[BEGIN DATA LISTING]
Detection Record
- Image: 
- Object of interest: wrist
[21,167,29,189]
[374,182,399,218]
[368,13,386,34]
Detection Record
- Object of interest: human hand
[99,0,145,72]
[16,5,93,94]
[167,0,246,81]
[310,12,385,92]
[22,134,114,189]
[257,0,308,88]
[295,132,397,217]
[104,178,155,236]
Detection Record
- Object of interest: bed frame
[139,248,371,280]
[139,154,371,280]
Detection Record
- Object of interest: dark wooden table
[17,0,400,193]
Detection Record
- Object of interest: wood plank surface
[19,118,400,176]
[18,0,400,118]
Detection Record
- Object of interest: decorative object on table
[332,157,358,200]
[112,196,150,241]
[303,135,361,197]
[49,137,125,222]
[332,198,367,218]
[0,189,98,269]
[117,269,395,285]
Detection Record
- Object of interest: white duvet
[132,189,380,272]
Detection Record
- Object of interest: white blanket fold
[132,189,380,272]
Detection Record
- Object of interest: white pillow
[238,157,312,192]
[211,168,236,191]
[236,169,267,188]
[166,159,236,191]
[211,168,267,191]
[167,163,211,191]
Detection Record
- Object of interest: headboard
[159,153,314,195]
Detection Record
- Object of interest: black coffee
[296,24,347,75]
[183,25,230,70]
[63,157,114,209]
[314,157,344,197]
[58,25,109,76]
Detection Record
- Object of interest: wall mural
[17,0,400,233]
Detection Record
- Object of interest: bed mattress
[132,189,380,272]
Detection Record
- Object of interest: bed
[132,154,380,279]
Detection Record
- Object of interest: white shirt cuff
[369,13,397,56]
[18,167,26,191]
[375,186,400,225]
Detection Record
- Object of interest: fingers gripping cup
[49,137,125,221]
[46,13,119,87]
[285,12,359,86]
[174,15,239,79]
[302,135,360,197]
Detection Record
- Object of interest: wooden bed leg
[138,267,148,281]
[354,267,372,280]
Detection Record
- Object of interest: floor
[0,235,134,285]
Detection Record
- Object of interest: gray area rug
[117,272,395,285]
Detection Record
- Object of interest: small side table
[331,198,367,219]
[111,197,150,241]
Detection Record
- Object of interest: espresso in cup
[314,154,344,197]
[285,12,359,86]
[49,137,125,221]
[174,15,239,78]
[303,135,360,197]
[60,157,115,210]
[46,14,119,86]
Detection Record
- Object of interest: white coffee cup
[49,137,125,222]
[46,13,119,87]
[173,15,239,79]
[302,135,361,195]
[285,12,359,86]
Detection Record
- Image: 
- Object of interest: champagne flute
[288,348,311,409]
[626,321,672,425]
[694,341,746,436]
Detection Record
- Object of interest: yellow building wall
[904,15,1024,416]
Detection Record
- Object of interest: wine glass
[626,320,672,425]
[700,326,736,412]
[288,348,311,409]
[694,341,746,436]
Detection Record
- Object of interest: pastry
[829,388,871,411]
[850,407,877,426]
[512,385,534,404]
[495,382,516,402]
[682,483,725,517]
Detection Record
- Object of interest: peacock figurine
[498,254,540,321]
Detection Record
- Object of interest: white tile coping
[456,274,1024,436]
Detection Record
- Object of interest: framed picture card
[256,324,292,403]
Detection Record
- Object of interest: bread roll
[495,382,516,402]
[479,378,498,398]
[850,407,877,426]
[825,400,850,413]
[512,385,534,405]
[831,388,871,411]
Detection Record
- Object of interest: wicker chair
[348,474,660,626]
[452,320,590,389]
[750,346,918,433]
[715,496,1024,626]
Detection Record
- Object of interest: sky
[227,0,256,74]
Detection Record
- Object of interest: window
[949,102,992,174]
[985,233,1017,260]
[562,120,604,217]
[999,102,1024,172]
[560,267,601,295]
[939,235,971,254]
[END DATA LISTING]
[EXERCISE DETAILS]: Starting at the first line of the entries and stopping after the line that contains "[375,186,400,225]", turn those lines into a JSON list of strings, one string per line, with blank lines omitted and both end lines included.

[ANSWER BELOW]:
[
  "Detection Record",
  "- Image: ",
  "- Object of interest: wrist",
  "[21,167,29,189]",
  "[374,182,399,218]",
  "[368,13,386,34]",
  "Detection Record",
  "- Object of interest: human hand",
  "[99,0,145,72]",
  "[16,5,93,94]",
  "[167,0,246,81]",
  "[310,12,385,92]",
  "[22,134,114,189]",
  "[257,0,308,88]",
  "[295,132,397,217]",
  "[104,178,155,236]",
  "Detection Record",
  "- Object of interest: bed frame",
  "[139,248,371,280]",
  "[139,154,371,280]",
  "Detection Record",
  "- Object of interest: dark wooden table",
  "[17,0,400,193]",
  "Detection Record",
  "- Object of interest: wood plank surface",
  "[19,118,400,176]",
  "[18,0,400,118]",
  "Detection Record",
  "- Object of interest: decorative object on table",
  "[332,157,358,200]",
  "[112,196,150,241]",
  "[303,135,361,197]",
  "[49,137,125,222]",
  "[332,198,367,218]",
  "[0,189,98,269]",
  "[117,269,395,285]",
  "Detection Record",
  "- Object of interest: white duvet",
  "[132,189,380,272]",
  "Detection Record",
  "- Object of interest: white blanket fold",
  "[132,189,380,272]",
  "Detection Record",
  "- Object of interest: white pillow",
  "[238,157,312,192]",
  "[211,168,236,191]",
  "[236,169,267,188]",
  "[166,159,236,191]",
  "[211,168,267,191]",
  "[167,163,211,191]",
  "Detection Record",
  "- Object of interest: headboard",
  "[159,153,314,195]",
  "Detection Record",
  "- Object of interest: black coffee",
  "[296,24,347,75]",
  "[183,25,230,70]",
  "[63,157,114,209]",
  "[314,157,344,197]",
  "[58,25,109,76]",
  "Detection Record",
  "- Object of interest: wall mural",
  "[17,0,400,233]",
  "Detection Record",
  "- Object of interest: bed mattress",
  "[132,189,380,272]",
  "Detection Record",
  "- Object of interest: bed",
  "[132,154,380,279]",
  "Detection Record",
  "- Object of interest: white shirt cuff",
  "[369,13,397,56]",
  "[18,167,26,191]",
  "[375,186,400,225]"
]